Dari 2017, sebenarnya ada 100 hektare yang pihaknya tanami. Namun, penanaman tidak hanya pohon-pohon yang biasa di mangrove. Tetapi juga pohon buah dengan memanfaatkan planter bag. “Jadi, harapannya supaya kampung nelayan tidak kumuh dan mereka punya ikatan karena mereka yang menanamnya,” papar Jaya.
Memang, salah satu bentuk upaya penyelamatan mangrove adalah dengan silvofishery. Alias menanam di areal tambak. Tetapi, saat ini tidak hanya silvofishery. Tetapi pada tahap agrosilvofishery. Jadi, di sekitar tambak juga ditanam aneka sayur dan buah. Namun, meminta warga menanam saja tidak akan cukup. “Kami sekarang sama teman-teman Bioma polanya kami ubah,” sambungnya.
Mereka bakal melakukan uji coba di Muara Ulu, Muara Pegah, dan Muara Kembang Dalam. Pihaknya melihat, keperluan masyarakat adalah infrastruktur air, pangan, dan energi. Air bersih di kawasan tersebut sulit. Pangan harus didatangkan dari kawasan Handil. Mengambil air perlu transportasi kapal atau perahu sekitar dua jam.

------------------------------------------------------------------------

■ **Soal Latihan**:
1 > Menurut teks tentang penyelamatan mangrove, mengapa penanaman sejak 2017 juga mencakup pohon buah dalam planter bag? Jawab dalam satu sampai tiga kalimat.
2 > Tentukan apakah setiap pernyataan berikut sesuai dengan teks tentang penyelamatan mangrove. Jawab ya atau tidak, lalu kutip kata-kata teks yang menentukannya.
(a) Penanaman sejak 2017 hanya berupa pohon-pohon yang biasa tumbuh di mangrove.
(b) Pangan di kawasan tersebut harus didatangkan dari kawasan Handil.
(c) Mengambil air memerlukan perjalanan kapal atau perahu sekitar satu jam.
3 > Sambung teks tentang penyelamatan mangrove mulai dari kalimat terakhirnya.

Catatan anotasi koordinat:
------------------------------------------------------------------------

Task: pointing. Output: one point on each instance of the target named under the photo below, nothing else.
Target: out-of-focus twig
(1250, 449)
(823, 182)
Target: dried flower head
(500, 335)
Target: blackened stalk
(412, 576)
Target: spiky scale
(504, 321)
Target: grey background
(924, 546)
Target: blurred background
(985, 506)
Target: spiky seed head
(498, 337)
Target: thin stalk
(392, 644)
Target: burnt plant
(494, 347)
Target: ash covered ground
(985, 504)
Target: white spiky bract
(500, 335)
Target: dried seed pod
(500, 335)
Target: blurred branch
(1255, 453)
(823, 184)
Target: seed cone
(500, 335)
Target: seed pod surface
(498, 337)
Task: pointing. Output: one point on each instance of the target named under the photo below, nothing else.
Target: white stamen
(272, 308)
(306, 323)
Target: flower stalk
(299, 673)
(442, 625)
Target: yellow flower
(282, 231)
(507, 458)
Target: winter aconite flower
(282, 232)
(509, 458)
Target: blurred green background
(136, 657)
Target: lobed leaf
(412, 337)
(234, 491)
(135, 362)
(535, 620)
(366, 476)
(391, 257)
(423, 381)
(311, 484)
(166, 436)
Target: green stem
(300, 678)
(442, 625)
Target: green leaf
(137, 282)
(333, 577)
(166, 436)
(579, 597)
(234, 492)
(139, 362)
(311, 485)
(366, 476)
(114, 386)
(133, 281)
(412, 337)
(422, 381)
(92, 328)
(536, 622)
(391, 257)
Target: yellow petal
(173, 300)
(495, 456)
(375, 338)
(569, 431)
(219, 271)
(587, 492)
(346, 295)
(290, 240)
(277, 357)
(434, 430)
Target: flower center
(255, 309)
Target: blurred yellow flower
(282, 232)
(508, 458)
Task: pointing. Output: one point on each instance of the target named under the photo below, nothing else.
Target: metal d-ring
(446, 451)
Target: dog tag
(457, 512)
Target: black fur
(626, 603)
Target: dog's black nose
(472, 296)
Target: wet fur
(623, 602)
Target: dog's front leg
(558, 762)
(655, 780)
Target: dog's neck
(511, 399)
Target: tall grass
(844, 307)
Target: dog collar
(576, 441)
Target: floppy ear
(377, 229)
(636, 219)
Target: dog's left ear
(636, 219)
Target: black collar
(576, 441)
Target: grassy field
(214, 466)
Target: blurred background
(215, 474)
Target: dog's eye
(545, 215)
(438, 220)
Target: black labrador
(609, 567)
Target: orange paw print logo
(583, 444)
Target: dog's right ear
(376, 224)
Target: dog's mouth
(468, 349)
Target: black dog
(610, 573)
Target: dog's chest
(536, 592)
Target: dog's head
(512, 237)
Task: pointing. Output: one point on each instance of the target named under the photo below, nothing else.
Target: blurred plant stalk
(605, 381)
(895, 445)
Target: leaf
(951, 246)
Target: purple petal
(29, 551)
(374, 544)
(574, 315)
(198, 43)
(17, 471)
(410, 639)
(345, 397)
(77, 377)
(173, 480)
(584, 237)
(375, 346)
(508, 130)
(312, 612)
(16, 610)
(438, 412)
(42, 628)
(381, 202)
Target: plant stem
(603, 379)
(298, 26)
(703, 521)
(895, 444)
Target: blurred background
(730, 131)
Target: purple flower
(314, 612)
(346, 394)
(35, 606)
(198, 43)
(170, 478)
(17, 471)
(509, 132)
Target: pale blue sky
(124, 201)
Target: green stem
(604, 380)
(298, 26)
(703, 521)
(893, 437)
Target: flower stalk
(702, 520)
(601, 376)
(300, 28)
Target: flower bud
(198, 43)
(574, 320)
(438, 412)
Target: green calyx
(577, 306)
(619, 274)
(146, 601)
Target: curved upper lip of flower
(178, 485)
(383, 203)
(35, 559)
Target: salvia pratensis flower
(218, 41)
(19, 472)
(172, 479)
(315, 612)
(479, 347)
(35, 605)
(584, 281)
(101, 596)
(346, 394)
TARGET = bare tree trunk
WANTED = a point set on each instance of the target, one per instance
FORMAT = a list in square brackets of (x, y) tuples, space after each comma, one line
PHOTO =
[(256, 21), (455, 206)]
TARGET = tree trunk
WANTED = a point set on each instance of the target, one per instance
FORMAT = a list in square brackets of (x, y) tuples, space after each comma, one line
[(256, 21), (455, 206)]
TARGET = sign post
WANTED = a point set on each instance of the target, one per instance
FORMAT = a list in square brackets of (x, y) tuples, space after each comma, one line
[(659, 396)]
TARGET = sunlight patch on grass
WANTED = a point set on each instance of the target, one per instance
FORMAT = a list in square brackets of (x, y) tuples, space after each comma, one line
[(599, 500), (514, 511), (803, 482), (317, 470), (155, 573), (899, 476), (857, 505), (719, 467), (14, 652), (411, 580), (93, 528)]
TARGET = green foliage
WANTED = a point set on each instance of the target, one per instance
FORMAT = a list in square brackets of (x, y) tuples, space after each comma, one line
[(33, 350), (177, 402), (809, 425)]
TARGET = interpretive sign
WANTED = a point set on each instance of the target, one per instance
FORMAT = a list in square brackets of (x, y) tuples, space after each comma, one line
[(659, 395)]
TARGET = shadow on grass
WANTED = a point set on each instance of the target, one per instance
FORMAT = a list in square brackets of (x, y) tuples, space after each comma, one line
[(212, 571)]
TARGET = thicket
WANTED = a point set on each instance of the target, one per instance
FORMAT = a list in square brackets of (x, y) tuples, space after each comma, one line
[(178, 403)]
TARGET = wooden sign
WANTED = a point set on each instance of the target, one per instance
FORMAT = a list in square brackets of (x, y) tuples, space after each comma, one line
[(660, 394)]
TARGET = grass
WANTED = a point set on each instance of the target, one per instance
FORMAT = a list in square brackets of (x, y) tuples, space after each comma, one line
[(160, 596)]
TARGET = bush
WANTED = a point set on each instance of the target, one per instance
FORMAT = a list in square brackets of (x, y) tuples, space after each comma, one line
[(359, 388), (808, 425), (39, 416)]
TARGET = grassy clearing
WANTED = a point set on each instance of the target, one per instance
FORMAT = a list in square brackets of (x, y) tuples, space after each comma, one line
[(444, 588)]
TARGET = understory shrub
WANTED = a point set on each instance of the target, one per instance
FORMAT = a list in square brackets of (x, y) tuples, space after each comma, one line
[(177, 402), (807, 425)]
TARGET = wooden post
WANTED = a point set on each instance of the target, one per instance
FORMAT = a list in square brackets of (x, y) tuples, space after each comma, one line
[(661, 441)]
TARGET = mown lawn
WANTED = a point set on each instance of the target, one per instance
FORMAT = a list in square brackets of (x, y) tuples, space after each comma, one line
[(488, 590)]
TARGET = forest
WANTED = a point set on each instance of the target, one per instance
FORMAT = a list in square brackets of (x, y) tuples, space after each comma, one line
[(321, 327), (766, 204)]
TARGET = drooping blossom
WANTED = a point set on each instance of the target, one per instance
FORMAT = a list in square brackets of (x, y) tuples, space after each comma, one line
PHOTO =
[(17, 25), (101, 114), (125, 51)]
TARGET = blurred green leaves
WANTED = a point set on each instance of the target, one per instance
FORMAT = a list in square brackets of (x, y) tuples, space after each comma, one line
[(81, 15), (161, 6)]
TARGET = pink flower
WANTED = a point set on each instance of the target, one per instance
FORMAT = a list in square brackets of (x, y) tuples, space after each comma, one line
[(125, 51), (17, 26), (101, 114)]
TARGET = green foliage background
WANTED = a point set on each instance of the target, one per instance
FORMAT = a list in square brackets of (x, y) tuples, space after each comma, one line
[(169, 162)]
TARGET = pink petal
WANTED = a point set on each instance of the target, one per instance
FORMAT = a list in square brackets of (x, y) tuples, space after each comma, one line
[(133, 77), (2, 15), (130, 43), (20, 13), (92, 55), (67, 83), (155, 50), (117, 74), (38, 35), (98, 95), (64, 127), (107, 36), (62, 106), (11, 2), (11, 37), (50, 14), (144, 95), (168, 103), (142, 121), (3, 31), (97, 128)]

------------------------------------------------------------------------

■ **Kunci Jawaban**:
1 > Menurut Jaya, penanaman pohon buah itu diharapkan membuat kampung nelayan tidak kumuh. Selain itu, warga akan punya ikatan dengan tanaman tersebut karena mereka sendiri yang menanamnya.

2 >
(a) Tidak: "Namun, penanaman tidak hanya pohon-pohon yang biasa di mangrove."
(b) Ya: "Pangan harus didatangkan dari kawasan Handil."
(c) Tidak: "Mengambil air perlu transportasi kapal atau perahu sekitar dua jam."

3 >
Lalu listrik juga belum ada. Makanya nelayan di sana kesulitan es batu. Maka, mereka membantu pengembangan ekonomi seperti krupuk, petis, dan lainnya. Pihaknya juga mengonsep pembangunan pembangkit listrik tenaga surya (PLTS) mini dengan kapasitas 1,65 kilowatt peak (kWp) untuk mini cold storage 165 liter dan bisa jadi pembangkit air bersih.
“Dari jual es batu dan air isi ulang, untungnya 10 persen masuk dana kas hijau. Misal nelayan tidak bisa bayar es batu, bisa juga barter juga dengan penanaman. Lokasinya kami identifikasi dulu. Muara Kembang Dalam juga sama. Pelaku penebang kayu nibung dan dungun, kami fasilitasi bikin keramba. Berapa kelompok, anggotanya diidentifikasi dengan tanaman buah yang ditanam,” jelasnya.
Diakui Camat Muara Jawa Fahmi, memang jadi ironi bagi pihaknya. Masyarakat di sana banyak bergantung pada sektor pertambakan, sementara tambak juga yang mendegradasi mangrove.
Solusinya sejauh ini memang tambak hijau. Diakuinya, salah satu kesulitan mendorong tambak hijau itu dari warga yang kurang kooperatif. Padahal, menurut dia, tidak ada ruginya. Tetapi selama ini sudah telanjur merasa enak di zona nyaman, jadi tidak mau diganggu untuk pengelolaan tambak. “Ini yang akan kami terus lakukan. Mensosialisasikan ke masyarakat pentingnya tentang tambak hijau,” ujar Fahmi.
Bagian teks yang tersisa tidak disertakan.